*Source material*
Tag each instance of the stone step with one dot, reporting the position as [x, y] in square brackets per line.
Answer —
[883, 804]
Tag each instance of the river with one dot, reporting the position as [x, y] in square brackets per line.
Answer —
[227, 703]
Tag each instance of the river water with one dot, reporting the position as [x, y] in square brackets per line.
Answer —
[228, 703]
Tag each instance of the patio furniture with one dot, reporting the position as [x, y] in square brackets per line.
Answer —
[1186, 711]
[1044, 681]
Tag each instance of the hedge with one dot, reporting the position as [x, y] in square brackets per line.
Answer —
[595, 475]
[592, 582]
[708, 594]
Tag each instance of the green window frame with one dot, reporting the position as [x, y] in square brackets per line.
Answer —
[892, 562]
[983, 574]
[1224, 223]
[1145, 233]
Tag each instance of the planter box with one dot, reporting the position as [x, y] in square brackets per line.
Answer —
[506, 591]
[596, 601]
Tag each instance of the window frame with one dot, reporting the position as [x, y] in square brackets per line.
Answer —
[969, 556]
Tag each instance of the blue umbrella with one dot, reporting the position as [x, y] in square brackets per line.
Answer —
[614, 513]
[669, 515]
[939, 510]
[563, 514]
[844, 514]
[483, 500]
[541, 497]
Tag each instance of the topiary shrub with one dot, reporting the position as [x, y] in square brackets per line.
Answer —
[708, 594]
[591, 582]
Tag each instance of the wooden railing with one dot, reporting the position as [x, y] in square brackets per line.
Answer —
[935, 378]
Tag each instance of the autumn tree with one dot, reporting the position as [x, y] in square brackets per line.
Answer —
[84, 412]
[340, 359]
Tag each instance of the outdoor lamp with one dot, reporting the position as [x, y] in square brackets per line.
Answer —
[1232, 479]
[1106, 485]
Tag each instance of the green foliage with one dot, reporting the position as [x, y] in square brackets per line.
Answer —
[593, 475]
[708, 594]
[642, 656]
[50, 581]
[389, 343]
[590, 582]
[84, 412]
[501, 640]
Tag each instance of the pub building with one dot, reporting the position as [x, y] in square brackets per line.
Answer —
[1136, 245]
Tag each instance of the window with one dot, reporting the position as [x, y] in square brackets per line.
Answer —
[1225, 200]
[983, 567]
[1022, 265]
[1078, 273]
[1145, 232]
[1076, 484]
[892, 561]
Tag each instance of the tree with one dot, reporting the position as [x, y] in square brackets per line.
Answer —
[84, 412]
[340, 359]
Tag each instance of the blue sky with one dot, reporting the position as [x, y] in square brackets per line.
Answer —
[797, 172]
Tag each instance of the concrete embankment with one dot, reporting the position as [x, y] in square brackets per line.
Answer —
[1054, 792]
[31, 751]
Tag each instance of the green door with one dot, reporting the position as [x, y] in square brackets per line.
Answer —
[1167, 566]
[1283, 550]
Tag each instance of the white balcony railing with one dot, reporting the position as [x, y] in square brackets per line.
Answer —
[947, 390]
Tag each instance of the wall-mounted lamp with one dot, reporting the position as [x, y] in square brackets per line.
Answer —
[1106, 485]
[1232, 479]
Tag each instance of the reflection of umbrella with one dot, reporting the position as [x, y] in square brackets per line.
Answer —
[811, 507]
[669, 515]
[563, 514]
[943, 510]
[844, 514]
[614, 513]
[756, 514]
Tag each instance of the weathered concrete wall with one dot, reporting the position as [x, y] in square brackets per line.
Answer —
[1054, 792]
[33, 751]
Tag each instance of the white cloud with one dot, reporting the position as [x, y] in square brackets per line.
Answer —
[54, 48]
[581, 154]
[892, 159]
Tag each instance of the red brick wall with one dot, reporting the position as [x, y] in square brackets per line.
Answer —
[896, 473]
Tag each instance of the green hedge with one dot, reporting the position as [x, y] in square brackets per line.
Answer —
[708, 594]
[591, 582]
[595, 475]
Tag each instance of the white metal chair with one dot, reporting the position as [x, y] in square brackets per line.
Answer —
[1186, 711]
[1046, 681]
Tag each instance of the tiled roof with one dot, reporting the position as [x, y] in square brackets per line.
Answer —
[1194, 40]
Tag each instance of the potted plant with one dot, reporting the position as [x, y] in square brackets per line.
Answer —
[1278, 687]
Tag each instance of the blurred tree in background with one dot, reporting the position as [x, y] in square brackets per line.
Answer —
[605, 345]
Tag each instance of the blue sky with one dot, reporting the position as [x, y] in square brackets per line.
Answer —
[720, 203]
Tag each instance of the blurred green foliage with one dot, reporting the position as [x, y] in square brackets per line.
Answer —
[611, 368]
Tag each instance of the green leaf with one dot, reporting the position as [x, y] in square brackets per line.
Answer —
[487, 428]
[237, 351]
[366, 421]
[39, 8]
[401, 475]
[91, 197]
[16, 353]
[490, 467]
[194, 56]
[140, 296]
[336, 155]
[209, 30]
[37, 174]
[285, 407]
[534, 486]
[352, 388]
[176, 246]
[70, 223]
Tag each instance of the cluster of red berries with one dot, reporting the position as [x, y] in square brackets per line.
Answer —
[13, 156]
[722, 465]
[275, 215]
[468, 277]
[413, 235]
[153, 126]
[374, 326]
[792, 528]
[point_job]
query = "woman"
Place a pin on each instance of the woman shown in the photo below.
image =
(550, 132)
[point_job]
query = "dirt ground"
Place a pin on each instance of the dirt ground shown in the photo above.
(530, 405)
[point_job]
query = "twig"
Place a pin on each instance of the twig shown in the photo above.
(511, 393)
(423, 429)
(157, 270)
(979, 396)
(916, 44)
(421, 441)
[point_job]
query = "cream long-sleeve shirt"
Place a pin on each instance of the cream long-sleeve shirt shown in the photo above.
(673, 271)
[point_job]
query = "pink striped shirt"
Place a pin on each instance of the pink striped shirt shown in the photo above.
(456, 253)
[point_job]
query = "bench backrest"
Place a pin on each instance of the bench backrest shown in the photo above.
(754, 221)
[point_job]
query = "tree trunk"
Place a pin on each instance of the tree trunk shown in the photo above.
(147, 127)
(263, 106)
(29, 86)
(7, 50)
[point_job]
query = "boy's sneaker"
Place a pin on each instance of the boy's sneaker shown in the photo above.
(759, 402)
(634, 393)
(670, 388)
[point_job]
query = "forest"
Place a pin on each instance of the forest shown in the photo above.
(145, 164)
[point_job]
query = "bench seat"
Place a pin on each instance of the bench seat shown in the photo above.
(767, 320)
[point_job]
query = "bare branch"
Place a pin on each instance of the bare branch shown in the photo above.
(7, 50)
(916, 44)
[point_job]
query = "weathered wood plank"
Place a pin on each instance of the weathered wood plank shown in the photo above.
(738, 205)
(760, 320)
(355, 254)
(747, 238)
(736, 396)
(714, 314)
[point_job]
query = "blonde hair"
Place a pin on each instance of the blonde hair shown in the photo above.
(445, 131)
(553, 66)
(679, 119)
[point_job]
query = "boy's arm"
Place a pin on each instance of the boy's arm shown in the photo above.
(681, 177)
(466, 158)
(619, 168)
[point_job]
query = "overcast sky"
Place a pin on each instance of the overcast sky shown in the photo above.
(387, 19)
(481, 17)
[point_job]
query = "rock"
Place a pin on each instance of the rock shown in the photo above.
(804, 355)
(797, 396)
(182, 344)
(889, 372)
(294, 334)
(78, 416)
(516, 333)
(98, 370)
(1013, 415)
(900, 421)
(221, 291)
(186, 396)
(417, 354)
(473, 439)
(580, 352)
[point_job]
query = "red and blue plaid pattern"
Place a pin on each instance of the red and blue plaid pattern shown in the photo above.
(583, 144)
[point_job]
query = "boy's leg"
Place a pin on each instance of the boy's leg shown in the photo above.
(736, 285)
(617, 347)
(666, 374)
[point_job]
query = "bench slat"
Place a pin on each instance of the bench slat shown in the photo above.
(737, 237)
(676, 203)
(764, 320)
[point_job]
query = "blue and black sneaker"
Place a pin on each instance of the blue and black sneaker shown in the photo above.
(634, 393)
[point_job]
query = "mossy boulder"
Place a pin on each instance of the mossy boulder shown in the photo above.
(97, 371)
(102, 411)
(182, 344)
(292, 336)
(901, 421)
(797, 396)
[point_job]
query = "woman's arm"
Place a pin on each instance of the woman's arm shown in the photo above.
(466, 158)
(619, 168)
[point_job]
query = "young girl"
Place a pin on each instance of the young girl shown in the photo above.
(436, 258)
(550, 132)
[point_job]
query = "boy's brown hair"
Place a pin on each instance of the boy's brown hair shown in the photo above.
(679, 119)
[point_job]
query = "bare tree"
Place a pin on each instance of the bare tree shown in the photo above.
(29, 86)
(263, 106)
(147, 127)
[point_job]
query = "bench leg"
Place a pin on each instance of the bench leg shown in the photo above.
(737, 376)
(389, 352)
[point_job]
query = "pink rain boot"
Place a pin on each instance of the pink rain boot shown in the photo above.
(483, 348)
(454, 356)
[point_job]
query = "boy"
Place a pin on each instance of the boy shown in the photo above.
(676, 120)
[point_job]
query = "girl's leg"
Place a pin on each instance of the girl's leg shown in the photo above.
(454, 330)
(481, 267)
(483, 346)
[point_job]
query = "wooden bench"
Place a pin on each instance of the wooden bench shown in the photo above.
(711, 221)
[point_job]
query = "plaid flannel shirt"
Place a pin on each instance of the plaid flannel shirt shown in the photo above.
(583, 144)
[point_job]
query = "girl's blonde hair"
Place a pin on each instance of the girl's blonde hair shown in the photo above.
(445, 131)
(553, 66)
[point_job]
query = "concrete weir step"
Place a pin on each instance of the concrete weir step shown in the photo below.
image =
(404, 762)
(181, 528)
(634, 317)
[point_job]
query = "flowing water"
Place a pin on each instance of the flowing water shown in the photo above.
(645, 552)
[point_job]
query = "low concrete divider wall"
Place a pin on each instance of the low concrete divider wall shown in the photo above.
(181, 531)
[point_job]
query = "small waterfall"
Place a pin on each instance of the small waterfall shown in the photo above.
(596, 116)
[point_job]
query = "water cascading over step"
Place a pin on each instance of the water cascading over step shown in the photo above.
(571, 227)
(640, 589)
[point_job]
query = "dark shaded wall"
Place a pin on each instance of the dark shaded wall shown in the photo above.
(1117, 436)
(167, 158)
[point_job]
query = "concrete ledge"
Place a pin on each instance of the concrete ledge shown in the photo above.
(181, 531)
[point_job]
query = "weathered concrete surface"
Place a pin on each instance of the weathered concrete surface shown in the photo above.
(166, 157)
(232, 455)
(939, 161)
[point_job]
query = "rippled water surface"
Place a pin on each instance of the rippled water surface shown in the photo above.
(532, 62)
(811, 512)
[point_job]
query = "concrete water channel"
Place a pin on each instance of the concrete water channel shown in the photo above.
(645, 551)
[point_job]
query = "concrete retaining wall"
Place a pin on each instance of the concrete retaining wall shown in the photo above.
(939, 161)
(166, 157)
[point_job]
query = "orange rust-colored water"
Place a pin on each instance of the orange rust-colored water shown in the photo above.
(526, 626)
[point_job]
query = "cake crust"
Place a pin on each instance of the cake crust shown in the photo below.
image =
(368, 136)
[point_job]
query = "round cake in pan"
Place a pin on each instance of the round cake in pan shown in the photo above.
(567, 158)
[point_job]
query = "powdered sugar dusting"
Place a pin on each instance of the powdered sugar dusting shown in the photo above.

*Exercise instructions*
Search the records for lines holding the word "umbrella", then copy each line you find.

*Completed exercise*
Tag each instance of the blue umbrella with one dot, reporting the position as [x, y] in square brackets per line.
Tag each instance of the reflection of umbrella with one dot, reporting the position as [x, y] in square brackets per line.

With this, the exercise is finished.